* Extracted text *
------------

9 thoughts on “The Rothschilds of Bitcoin

  1. […] and enlightening. Imagine having daily conversations with Steve Jobs in the early 1980′s or Mayer Amscheld Rothschild in the early 1800′s. It’s sorta like […]

  2. Anonymous says:

    The problem with the BitPesa model is that they become a chokepoint / single point-of-failure, and are subject to tariffs (which the government has already raised on the existing money transmitters, including M-PESA).

    Because there is a nice little premium that can be earned trading bitcoin, and no sign-up/ approval process to begin exchanging to or from bitcoins, there should be a ton of individuals willing to provide Bitcoin exchange. The problem with that though is those who buy bitcoins (e.g, from the who received coins as a remittance transfer) are not able to easily convert those coins back into cash (to be able to provide futher exchange). So what needs to exist are regional “master traders” (wholesalers) who will always have a stock of cash and a willingness to buy coins near spot price (for larger sized trading, … e.g., trades of a few hundred dollars worth or more). That doesn’t yet exist but is badly needed.

------------

* Task directions *
In the comments on "The Rothschilds of Bitcoin," what does the anonymous commenter say does not yet exist but is badly needed?

Items from a data source
------------

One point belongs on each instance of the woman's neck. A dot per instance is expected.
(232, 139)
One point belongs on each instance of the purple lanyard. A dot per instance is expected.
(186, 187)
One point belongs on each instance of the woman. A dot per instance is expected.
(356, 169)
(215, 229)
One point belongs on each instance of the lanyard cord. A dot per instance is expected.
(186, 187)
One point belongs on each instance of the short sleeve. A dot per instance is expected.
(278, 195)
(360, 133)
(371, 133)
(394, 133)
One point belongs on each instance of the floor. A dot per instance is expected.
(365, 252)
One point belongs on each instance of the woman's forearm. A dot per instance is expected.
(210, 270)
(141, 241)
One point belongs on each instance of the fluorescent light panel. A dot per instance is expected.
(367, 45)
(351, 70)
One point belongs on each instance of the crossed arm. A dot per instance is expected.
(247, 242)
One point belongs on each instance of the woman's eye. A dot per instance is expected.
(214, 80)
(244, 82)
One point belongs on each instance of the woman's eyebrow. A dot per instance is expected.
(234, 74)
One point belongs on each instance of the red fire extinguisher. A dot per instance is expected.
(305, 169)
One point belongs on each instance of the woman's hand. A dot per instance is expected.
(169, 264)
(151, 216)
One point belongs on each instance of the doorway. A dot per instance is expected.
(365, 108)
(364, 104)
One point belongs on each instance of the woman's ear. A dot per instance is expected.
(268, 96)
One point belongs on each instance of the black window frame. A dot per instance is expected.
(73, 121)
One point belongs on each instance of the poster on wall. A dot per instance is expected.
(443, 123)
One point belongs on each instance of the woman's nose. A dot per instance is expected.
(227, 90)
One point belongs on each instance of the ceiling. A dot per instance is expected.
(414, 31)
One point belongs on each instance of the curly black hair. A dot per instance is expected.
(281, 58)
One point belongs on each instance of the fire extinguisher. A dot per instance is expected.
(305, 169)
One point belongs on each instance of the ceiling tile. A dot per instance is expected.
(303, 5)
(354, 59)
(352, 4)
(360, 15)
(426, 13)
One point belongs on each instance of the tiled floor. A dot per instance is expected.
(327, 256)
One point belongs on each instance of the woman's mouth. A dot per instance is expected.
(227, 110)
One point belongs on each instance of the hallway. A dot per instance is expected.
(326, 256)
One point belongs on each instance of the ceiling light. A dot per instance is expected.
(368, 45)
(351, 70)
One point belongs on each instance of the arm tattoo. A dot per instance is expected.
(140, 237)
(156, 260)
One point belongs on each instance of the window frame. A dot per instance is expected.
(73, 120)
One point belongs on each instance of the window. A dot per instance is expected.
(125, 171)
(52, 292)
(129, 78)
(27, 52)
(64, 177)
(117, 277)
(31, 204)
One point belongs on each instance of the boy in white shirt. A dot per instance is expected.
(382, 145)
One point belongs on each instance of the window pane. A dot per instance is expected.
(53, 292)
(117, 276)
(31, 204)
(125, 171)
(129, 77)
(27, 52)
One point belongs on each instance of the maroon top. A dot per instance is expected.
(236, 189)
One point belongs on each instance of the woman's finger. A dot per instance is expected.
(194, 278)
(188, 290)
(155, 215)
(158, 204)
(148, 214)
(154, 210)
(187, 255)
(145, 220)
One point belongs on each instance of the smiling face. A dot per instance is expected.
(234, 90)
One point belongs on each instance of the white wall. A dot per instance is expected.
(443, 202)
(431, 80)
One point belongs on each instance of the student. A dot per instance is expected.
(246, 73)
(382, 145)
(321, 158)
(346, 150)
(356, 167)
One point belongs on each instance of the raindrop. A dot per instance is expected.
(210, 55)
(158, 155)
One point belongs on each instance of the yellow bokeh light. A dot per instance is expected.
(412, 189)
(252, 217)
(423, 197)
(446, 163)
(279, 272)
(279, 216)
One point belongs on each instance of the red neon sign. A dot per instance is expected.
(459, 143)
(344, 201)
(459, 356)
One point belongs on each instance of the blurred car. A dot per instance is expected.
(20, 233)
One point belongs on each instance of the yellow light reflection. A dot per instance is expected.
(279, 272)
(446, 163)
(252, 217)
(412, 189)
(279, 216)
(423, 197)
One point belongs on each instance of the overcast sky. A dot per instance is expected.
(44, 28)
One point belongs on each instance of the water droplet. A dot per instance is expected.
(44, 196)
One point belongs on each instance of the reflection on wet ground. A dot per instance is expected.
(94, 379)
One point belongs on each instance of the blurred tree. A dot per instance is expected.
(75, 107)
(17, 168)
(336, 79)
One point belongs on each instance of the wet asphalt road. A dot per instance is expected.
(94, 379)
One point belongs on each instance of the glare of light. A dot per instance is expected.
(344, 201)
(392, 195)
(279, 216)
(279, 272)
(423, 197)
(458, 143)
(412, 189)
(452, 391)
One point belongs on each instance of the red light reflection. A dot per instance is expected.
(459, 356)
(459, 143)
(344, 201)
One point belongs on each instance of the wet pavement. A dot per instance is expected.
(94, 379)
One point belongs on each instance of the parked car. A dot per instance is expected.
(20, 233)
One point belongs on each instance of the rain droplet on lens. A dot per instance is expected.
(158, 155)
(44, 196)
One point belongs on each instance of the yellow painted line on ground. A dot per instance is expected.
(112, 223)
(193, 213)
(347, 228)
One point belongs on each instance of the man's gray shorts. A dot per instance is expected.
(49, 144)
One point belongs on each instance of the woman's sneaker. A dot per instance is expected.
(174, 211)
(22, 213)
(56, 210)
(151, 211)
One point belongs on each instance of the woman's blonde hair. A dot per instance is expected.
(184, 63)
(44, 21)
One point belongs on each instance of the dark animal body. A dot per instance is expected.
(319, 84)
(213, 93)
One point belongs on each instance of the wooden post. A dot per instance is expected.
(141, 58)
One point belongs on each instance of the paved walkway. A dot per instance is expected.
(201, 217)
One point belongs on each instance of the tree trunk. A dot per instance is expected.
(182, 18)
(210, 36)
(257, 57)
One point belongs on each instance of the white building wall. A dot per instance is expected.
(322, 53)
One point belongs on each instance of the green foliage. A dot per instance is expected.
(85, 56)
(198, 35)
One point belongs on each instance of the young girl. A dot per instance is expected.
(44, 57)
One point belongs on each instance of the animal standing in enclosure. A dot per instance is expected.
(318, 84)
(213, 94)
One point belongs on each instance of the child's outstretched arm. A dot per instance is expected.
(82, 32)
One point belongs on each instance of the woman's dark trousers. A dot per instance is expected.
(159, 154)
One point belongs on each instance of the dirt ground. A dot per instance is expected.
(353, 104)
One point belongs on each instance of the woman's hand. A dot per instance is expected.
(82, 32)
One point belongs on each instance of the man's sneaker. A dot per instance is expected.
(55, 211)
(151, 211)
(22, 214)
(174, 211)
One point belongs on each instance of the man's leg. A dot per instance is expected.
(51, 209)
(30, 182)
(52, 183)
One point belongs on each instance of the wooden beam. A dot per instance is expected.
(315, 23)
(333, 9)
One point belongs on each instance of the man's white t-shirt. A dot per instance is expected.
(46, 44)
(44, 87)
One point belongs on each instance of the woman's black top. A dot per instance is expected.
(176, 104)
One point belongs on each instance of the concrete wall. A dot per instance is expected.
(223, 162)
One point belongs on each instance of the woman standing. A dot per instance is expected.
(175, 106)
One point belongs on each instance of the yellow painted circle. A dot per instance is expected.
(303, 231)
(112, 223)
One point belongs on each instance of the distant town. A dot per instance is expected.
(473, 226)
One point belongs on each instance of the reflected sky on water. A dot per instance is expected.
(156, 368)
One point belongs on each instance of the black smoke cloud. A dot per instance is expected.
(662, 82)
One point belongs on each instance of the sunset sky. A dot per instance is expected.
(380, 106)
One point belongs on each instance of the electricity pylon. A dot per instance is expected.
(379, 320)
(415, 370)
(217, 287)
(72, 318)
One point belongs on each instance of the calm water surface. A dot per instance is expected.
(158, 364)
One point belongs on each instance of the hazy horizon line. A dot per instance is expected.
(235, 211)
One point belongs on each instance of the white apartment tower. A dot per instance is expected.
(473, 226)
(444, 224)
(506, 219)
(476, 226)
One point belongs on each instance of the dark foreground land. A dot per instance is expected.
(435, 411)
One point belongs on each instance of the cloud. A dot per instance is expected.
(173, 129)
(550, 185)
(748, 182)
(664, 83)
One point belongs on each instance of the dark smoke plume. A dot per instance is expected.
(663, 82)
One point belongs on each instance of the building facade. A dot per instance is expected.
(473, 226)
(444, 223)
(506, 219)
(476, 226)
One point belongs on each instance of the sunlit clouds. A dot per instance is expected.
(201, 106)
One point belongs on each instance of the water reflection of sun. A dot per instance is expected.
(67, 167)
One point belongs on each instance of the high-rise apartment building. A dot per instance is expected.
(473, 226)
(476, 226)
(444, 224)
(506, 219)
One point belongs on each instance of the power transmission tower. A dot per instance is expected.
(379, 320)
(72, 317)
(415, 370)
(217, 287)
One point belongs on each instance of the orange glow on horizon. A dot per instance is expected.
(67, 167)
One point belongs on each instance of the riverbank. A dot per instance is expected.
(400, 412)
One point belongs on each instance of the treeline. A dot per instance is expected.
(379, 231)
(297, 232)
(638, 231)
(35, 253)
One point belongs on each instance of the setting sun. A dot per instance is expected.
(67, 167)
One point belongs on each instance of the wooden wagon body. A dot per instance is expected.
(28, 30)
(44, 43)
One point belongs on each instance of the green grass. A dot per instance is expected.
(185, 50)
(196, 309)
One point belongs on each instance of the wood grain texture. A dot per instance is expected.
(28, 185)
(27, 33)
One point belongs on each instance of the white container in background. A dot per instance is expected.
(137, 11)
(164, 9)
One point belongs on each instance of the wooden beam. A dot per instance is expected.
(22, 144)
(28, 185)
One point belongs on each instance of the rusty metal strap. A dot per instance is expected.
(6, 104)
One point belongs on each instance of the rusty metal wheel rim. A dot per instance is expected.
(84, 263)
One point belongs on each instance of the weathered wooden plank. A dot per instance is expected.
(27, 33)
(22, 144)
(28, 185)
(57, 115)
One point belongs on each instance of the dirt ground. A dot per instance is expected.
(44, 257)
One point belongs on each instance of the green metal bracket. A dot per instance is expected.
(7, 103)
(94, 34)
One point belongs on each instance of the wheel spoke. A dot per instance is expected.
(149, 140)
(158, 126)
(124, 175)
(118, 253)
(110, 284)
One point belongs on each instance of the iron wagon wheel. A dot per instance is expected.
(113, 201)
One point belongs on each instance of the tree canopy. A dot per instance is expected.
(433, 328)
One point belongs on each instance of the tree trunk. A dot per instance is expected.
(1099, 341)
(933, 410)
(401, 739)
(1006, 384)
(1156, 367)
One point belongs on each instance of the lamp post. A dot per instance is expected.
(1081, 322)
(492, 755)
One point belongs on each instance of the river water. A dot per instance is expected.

------------

* Task result *
Regional "master traders" (wholesalers) who always have a stock of cash and are willing to buy coins near spot price for larger trades.